### Collection entries
········
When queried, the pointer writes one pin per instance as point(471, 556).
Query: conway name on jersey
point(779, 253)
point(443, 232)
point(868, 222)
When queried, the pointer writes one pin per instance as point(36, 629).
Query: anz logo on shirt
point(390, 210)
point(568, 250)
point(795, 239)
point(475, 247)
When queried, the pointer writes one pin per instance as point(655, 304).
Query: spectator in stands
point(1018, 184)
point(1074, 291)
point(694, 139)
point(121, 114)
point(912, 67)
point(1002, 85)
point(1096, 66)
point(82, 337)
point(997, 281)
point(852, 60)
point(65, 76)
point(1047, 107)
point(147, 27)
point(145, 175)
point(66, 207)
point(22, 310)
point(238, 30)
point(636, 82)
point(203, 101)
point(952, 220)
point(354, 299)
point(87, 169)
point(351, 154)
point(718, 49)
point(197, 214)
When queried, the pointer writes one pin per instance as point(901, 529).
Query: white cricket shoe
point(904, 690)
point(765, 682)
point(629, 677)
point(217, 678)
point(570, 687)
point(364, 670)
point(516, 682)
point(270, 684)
········
### Instruction
Lay out the items above as a JSON list of strings, one string per line, omitting blank lines.

### Response to this task
[
  "When queried, the pointer writes one pin per instance as point(471, 556).",
  "Query: conway name on jersey",
  "point(779, 253)",
  "point(443, 232)",
  "point(868, 222)",
  "When queried, the pointer writes one pin per instance as point(36, 629).",
  "Query: anz logo on shirt",
  "point(390, 210)",
  "point(568, 250)",
  "point(795, 239)",
  "point(475, 247)",
  "When queried, the pointer writes one pin per instance as point(655, 304).",
  "Query: spectator in stands",
  "point(1018, 184)",
  "point(1074, 291)",
  "point(694, 139)",
  "point(121, 114)",
  "point(912, 67)",
  "point(1002, 85)",
  "point(1096, 66)",
  "point(82, 337)",
  "point(997, 281)",
  "point(852, 60)",
  "point(65, 76)",
  "point(1047, 107)",
  "point(147, 27)",
  "point(145, 175)",
  "point(66, 207)",
  "point(22, 310)",
  "point(238, 30)",
  "point(636, 82)",
  "point(203, 101)",
  "point(952, 220)",
  "point(354, 299)",
  "point(87, 169)",
  "point(351, 154)",
  "point(718, 49)",
  "point(197, 214)",
  "When queried, the pointer writes one pin per instance as point(901, 529).",
  "Query: white cricket shoe",
  "point(904, 690)",
  "point(765, 682)",
  "point(629, 677)",
  "point(217, 678)",
  "point(570, 687)",
  "point(364, 670)",
  "point(516, 682)",
  "point(270, 684)"
]